◆ TASK GOAL:
Could you print the full listing below, keeping each line identical?

*** Opening of DATA SHOWN ***

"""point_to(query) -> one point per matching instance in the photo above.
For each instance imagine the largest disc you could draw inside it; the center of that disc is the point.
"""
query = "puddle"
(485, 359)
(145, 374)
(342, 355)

*** Close of DATA SHOWN ***

◆ EXERCISE OUTPUT:
"""point_to(query) -> one point per matching instance in the photo above.
For each instance imagine the largest disc you could draw inside it; the center of that disc is the point.
"""
query = "puddle"
(485, 359)
(145, 374)
(342, 355)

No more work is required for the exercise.